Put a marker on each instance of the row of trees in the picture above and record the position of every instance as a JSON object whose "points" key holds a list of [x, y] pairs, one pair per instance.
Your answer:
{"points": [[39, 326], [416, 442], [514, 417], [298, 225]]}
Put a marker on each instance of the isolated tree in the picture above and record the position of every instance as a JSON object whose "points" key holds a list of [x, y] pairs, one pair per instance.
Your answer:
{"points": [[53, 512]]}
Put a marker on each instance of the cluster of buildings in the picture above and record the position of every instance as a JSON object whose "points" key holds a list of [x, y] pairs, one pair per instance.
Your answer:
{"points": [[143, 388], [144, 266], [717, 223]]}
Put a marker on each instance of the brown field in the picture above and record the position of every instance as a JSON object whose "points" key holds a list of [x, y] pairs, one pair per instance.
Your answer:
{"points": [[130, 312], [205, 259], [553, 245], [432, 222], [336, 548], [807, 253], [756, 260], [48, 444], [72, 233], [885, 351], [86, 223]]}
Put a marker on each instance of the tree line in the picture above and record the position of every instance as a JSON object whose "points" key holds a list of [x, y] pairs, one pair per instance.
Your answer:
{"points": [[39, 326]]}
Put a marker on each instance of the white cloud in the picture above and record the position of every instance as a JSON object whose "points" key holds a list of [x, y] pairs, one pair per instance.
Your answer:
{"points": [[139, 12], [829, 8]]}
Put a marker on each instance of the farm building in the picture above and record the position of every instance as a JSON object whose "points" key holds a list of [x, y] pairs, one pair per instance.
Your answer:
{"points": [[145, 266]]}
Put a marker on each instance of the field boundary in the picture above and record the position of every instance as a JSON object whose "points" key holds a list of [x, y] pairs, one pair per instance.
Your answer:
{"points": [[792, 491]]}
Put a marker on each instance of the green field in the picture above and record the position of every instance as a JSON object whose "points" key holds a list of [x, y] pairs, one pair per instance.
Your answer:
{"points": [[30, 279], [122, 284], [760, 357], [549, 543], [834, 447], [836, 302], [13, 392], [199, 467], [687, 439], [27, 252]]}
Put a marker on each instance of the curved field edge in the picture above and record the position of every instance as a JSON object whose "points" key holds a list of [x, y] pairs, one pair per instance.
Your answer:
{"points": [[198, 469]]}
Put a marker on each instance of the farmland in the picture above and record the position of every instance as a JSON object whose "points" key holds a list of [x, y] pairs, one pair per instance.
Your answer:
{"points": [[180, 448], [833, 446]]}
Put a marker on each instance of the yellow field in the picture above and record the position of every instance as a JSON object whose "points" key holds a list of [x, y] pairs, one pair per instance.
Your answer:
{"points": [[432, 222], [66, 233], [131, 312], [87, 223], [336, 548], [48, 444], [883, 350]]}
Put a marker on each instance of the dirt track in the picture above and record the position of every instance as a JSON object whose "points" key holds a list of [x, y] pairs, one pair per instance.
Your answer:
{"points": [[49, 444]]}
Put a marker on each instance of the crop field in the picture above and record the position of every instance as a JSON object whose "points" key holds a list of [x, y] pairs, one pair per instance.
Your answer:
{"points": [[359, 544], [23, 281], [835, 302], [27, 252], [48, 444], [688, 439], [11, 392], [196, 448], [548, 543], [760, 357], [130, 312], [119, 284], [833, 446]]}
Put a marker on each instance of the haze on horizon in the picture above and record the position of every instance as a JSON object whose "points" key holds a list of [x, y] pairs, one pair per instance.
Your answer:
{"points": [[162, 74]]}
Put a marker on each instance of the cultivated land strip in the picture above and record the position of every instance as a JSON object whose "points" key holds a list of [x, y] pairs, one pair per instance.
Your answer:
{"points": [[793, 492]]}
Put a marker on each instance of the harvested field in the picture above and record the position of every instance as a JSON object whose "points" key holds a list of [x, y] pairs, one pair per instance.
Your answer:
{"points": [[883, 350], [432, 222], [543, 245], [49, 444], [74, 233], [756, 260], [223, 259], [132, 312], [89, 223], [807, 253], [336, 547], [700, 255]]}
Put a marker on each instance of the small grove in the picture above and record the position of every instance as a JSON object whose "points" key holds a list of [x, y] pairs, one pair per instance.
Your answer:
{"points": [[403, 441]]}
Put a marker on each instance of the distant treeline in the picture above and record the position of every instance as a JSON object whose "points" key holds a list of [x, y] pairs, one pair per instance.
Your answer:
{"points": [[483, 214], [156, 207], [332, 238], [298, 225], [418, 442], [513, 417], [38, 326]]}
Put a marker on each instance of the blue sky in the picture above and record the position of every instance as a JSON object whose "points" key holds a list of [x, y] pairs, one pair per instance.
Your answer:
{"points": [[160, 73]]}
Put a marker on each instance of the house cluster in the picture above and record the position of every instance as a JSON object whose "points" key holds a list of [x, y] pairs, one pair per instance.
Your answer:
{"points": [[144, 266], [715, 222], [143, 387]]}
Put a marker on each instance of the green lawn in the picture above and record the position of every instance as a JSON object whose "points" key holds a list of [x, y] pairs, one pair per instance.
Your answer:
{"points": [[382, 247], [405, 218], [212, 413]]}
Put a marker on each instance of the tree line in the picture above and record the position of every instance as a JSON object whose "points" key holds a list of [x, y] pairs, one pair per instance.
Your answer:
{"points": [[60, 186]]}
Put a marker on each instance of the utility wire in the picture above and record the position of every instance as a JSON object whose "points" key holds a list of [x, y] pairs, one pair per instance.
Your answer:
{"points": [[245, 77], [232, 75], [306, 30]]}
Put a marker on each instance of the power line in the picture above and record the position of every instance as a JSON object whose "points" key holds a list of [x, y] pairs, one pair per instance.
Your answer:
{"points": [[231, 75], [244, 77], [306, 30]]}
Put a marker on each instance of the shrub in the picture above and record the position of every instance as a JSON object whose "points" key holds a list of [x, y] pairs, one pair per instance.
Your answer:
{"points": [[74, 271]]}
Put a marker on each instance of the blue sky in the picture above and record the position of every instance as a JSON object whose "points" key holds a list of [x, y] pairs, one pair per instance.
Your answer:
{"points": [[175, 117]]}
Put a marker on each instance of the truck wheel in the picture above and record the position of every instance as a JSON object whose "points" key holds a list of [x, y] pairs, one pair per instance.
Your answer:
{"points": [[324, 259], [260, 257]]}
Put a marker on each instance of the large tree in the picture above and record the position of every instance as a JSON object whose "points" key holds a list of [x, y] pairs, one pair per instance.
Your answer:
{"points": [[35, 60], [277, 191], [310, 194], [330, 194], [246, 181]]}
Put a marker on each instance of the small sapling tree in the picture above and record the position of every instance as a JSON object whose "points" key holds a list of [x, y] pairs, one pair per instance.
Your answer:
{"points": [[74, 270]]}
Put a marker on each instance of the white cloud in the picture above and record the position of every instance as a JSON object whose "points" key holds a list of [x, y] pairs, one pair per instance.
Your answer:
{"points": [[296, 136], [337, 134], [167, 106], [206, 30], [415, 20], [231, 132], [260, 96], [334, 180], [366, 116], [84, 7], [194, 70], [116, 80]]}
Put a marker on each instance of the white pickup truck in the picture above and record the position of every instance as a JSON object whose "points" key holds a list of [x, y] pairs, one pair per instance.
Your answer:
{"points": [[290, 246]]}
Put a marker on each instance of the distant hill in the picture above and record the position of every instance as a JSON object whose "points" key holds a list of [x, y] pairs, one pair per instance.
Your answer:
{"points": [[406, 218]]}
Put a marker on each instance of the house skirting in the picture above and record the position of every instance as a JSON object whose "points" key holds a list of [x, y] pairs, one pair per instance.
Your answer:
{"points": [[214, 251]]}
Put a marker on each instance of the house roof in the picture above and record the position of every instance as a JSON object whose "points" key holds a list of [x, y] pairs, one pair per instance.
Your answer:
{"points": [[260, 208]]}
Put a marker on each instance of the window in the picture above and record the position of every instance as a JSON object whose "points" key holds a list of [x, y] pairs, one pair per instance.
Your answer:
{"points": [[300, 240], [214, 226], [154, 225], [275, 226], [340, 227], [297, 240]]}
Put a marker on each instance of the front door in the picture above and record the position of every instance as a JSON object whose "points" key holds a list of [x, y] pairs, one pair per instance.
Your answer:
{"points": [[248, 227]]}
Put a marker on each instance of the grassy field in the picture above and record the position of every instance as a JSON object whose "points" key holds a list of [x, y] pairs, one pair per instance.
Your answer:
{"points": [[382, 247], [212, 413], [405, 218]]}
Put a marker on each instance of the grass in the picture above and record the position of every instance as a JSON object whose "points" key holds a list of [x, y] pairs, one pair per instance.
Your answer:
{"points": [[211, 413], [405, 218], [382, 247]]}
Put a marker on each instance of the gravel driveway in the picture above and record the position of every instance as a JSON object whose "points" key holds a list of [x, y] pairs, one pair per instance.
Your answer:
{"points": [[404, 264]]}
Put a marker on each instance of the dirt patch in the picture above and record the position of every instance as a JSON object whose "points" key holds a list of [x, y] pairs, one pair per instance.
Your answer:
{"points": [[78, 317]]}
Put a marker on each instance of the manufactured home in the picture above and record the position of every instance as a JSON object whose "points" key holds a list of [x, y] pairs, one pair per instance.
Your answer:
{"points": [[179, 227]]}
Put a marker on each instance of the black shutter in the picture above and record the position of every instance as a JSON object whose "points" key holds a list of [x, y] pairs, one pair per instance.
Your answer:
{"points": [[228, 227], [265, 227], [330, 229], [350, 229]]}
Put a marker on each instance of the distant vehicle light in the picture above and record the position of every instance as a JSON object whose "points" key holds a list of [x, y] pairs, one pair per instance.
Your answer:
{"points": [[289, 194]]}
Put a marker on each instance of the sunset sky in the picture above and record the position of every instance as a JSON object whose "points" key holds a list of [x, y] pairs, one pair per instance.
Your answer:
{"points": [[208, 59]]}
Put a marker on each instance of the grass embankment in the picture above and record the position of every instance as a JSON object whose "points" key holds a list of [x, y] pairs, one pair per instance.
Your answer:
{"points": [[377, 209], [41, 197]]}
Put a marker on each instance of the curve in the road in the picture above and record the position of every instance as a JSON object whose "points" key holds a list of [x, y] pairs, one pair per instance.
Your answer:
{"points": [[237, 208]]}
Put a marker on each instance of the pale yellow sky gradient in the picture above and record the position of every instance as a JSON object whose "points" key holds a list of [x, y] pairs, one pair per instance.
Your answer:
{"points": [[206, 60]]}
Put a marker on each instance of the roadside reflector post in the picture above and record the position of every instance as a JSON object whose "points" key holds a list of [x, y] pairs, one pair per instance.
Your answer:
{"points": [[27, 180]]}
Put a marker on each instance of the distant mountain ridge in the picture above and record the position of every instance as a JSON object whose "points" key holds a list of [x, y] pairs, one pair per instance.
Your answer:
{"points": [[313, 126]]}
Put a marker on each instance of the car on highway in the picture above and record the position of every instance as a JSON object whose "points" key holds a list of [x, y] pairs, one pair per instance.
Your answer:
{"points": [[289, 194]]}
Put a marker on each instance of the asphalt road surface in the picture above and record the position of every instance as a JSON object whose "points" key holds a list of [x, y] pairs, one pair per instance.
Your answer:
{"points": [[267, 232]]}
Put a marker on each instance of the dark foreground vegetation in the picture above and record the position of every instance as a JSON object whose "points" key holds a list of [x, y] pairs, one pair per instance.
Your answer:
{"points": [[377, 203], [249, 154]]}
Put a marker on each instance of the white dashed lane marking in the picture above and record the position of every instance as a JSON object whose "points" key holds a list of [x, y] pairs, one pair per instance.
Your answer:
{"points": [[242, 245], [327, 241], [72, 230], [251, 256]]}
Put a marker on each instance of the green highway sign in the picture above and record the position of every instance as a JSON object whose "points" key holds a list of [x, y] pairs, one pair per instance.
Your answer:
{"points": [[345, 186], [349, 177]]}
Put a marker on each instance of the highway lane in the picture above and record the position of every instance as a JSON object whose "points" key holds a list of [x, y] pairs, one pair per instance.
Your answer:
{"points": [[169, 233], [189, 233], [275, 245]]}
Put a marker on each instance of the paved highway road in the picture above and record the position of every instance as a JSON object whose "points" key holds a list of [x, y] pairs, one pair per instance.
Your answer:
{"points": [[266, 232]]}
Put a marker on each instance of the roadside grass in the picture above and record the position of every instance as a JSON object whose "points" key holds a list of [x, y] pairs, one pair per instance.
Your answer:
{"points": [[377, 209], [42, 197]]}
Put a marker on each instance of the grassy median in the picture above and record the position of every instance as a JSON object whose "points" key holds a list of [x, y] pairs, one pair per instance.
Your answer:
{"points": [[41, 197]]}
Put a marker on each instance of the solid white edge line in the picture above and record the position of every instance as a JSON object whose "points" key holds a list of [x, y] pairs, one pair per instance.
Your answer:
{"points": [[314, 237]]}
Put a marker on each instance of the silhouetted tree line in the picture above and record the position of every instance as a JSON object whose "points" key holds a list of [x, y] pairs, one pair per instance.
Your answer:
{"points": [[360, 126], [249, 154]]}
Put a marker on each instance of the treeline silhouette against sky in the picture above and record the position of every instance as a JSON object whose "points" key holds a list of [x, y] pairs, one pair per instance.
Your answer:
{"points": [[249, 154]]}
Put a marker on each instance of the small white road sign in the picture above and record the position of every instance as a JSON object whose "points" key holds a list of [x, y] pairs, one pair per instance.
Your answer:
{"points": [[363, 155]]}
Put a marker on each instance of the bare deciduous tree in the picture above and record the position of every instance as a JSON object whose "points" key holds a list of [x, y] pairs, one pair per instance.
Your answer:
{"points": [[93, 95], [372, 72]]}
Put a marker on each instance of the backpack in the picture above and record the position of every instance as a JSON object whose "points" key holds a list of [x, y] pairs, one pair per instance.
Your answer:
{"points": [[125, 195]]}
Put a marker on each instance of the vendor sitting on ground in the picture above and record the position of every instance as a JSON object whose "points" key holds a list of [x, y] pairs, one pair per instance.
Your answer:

▬▬▬

● **Assignment**
Lines from the entries that contain the string "house" are what must be copied.

● **Exercise output**
Put a marker on each instance of the house cluster in the picture above and record the position of every instance as a JSON object whose "points" key holds a list of [x, y] pairs, one pair per instance.
Put a marker on each instance of the house skirting in the picture above and record the position of every instance as a JSON object whose "points" key holds a list of [x, y] pairs, one pair per instance.
Put a marker on each instance of the house roof in the picture above and record the position of every instance as a JSON object whose "points" key holds a list of [x, y] pairs, one pair per instance.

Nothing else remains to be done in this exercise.